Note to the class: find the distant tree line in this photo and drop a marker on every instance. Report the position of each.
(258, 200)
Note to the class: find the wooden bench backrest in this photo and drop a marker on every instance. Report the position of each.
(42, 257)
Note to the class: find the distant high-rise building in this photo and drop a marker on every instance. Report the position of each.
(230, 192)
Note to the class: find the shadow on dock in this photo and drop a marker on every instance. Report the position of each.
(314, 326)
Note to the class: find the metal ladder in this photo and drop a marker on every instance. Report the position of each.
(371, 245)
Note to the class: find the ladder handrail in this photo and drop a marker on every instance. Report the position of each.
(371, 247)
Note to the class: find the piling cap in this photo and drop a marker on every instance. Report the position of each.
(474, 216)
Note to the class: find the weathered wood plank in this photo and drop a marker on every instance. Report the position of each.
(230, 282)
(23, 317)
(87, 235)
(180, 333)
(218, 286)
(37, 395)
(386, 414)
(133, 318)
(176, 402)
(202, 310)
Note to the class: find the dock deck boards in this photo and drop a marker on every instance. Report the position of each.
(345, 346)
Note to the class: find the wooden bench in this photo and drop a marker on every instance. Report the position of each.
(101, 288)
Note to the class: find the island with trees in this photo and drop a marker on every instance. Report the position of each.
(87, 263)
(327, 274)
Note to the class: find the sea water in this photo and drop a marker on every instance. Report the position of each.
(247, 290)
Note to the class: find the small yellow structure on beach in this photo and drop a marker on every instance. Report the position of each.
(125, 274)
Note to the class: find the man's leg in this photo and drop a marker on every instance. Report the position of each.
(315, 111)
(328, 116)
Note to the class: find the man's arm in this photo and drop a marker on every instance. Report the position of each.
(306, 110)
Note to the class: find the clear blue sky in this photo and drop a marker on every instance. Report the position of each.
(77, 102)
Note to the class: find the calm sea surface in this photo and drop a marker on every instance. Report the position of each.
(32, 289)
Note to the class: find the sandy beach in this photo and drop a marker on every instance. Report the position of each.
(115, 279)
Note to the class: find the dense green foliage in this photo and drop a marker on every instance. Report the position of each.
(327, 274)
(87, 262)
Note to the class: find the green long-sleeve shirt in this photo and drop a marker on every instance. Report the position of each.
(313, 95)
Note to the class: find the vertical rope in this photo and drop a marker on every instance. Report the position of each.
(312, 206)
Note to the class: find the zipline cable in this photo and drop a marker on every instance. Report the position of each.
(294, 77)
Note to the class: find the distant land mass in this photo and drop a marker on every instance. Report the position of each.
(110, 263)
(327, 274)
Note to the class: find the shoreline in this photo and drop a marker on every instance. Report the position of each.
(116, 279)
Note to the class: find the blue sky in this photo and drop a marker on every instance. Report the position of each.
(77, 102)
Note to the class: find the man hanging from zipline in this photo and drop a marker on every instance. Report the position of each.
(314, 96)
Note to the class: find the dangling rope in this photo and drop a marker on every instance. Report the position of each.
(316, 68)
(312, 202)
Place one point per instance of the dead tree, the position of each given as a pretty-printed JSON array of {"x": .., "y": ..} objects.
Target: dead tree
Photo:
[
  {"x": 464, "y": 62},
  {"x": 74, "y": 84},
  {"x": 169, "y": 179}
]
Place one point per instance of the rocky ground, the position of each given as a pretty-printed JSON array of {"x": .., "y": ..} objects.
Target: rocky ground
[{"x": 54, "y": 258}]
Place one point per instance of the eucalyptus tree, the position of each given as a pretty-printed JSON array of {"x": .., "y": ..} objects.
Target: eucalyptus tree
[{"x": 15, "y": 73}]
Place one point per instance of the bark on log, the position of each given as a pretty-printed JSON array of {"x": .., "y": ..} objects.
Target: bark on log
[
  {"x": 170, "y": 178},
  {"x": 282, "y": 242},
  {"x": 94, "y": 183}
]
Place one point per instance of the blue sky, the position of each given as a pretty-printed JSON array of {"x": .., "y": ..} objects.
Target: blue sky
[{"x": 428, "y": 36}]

#### Exercise details
Write out every record, exactly as written.

#### The completed task
Note to the class: find the distant tree line in this photo and drop a marker on every instance. Report the position of each.
(258, 200)
Note to the class: find the wooden bench backrest in this photo and drop a marker on every instance. Report the position of each.
(42, 257)
Note to the class: find the distant high-rise building in this photo and drop a marker on every instance. Report the position of each.
(230, 192)
Note to the class: find the shadow on dock in this photo and drop a marker on every instance. Report the position of each.
(314, 326)
Note to the class: find the metal ladder in this photo and drop a marker on every instance. Report the position of each.
(371, 245)
Note to the class: find the ladder handrail in this photo and drop a marker on every instance. Report the position of each.
(371, 247)
Note to the class: find the piling cap in this photo and drop a marker on every instance. Report the position of each.
(474, 216)
Note to the class: find the weathered wood plank in this photo and drop a marker on every instance. Report the position of each.
(230, 282)
(23, 317)
(87, 235)
(180, 333)
(218, 286)
(37, 395)
(386, 414)
(133, 318)
(176, 402)
(202, 310)
Note to the class: find the dock deck boards in this photo and drop a marker on every instance. Report the position of each.
(345, 346)
Note to the class: find the wooden bench in this photo and drop a marker on every instance. Report the position of each.
(101, 288)
Note to the class: find the island with trees in this photo and drop a marker on every instance. Report the position of each.
(87, 263)
(327, 274)
Note to the class: find the sea water in this photo and drop a marker on every instance. Report the position of each.
(247, 290)
Note to the class: find the small yellow structure on beach in this photo and drop a marker on every instance. Report the position of each.
(125, 274)
Note to the class: find the man's leg in this photo and drop a marker on every instance. Report the position of each.
(315, 111)
(328, 116)
Note to the class: find the man's arm in this photo and drop a marker on every instance. Report the position of each.
(306, 110)
Note to the class: find the clear blue sky in this photo and drop a marker on every instance. Report the position of each.
(77, 102)
Note to the class: find the calm sea surface in this photo and drop a marker on every instance. Report the position of each.
(32, 289)
Note to the class: find the sandy beach in this photo and drop a marker on every instance. Report the position of each.
(115, 279)
Note to the class: find the dense green foliage in this photo and drop a marker on every instance. Report the position of each.
(327, 274)
(87, 262)
Note to the class: find the green long-sleeve shirt in this photo and drop a marker on every instance. Report the position of each.
(313, 95)
Note to the class: find the vertical rope in this photo and drop a marker on every instance. Report the position of each.
(312, 206)
Note to the class: find the zipline cable in this photo and drop a marker on every instance. Report the position of each.
(294, 77)
Note to the class: find the distant land mass in this photo and drop a marker on every instance. Report the position of each.
(110, 263)
(327, 274)
Note to the class: find the shoreline in this photo and drop a marker on every instance. Report the position of each.
(116, 279)
Note to the class: find the blue sky in this photo and drop a marker on every instance. Report the position of each.
(77, 102)
Note to the class: find the man hanging from zipline in this photo and drop a marker on every instance. Report the position of each.
(314, 96)
Note to the class: find the dangling rope in this photo and drop a marker on every instance. Report the position of each.
(316, 68)
(312, 202)
Place one point per instance of the dead tree, the position of each given as a pretty-printed JSON array of {"x": .., "y": ..} objects.
Target: dead tree
Photo:
[
  {"x": 464, "y": 62},
  {"x": 74, "y": 84},
  {"x": 169, "y": 179}
]
Place one point per instance of the rocky ground, the position of each given as a pretty-printed JSON array of {"x": .., "y": ..} objects.
Target: rocky ground
[{"x": 54, "y": 258}]
Place one point per instance of the eucalyptus tree, the position of each given as a pretty-printed JSON array of {"x": .., "y": ..} objects.
Target: eucalyptus tree
[{"x": 15, "y": 73}]
Place one point per instance of the bark on log, the position of each given as a pretty-printed JSON array of {"x": .., "y": ..} objects.
Target: bark on log
[
  {"x": 170, "y": 178},
  {"x": 282, "y": 242},
  {"x": 94, "y": 183}
]
Place one point per instance of the blue sky, the position of each given as a pretty-printed JSON array of {"x": .., "y": ..} objects.
Target: blue sky
[{"x": 428, "y": 36}]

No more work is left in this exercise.